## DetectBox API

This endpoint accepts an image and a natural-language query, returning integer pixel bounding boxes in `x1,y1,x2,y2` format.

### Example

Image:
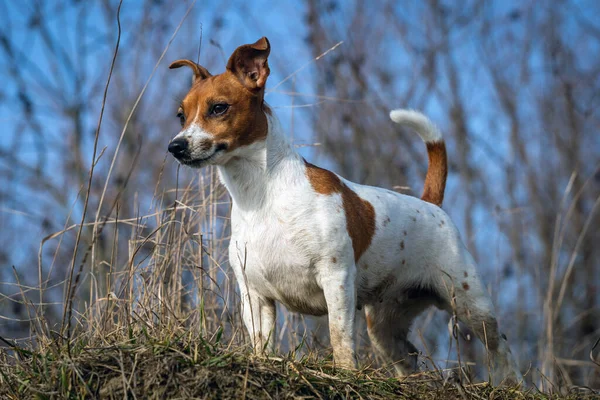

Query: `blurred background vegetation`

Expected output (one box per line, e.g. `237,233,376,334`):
0,0,600,388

══════════════════════════════

**What you need to do**
Transcribe all of the rows above verbatim, omitting the pictures.

**The result**
## DetectBox API

This endpoint accepts an image and a natural-language query, returning integer pixel bounding boxes in `x1,y1,x2,y2` format.

### Example

Image:

Query: `blurred background vegetation`

Expected output (one box per line, e.g. `237,233,376,334`):
0,0,600,388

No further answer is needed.